> OBJECTIVE: Please write out every line of the rows below again, requests included, raising each point coordinate in the answers by 36 and leaving the numbers in the requests and their format samples unchanged. Omit the pictures.

> MATERIAL:
* * * *
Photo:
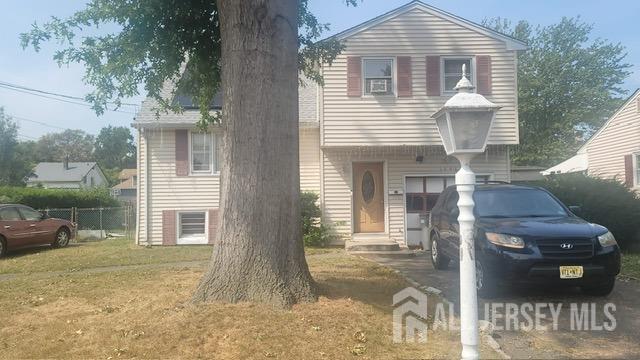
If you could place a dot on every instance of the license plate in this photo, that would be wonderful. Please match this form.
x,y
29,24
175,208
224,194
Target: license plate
x,y
571,272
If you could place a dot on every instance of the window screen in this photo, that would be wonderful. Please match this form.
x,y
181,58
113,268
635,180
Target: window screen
x,y
378,76
192,224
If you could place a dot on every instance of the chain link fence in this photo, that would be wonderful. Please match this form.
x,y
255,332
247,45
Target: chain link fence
x,y
98,223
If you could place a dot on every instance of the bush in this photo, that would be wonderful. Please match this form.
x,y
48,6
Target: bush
x,y
315,234
605,202
40,198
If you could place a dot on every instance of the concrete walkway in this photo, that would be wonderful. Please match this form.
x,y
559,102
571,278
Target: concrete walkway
x,y
563,342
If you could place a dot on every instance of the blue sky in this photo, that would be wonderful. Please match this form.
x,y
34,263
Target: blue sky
x,y
615,20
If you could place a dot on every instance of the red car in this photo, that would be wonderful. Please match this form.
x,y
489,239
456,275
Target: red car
x,y
22,226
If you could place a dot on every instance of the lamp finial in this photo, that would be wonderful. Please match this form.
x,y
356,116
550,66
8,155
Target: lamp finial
x,y
464,85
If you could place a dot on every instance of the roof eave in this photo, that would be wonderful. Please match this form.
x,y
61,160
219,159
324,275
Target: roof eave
x,y
510,42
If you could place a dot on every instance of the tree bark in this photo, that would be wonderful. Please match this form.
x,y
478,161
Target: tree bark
x,y
258,253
* * * *
> SOLVED PROBLEM:
Photo:
If you could place a dot on every instance of the license plate in this photo, that would be wonderful. Please match this form.
x,y
29,24
175,208
224,194
Target: license plate
x,y
607,308
If you could place a dot on every instance of the window screen in this photo, that would be wonderful. Please match this form.
x,y
181,58
113,268
635,180
Target: window screen
x,y
414,112
228,260
If you could place a dot on every instance of the chain link fence in this photo, that would be wonderful. Please match this form.
x,y
255,332
247,45
Target: chain link fence
x,y
134,259
If you could place a dot on every instance of the bush in this photo, that would be wonderful. Please match this form.
x,y
48,6
Target: bush
x,y
351,270
641,238
76,234
If you could place a dot on every instance of the concrete walkway in this photo, that would be wonderful. Please match this form.
x,y
559,102
571,278
Target: concrete walkway
x,y
599,378
If you could place a dot on every instance of the blue sky in this photo, that would be wonderful. Please match this form.
x,y
34,263
Target: blue sky
x,y
651,56
If you could place a dot on every instance of the red car in this photo, that would be wonderful. Please match this form.
x,y
489,239
456,275
Target: red car
x,y
58,262
If you could place a dot on every instance of the lamp finial in this photo, that would be wonderful. Please match this form.
x,y
356,116
550,66
8,155
Target: lamp finial
x,y
500,121
If you could place a dot on every instance of the roof eave in this photo, that would be wonderful. Please match this form.
x,y
61,160
219,159
324,275
Target: roof eave
x,y
546,78
If you could place a dot on every instance of the tree bark in this photo, that would be wonderful. Please match this form.
x,y
478,161
Target: tree bark
x,y
294,289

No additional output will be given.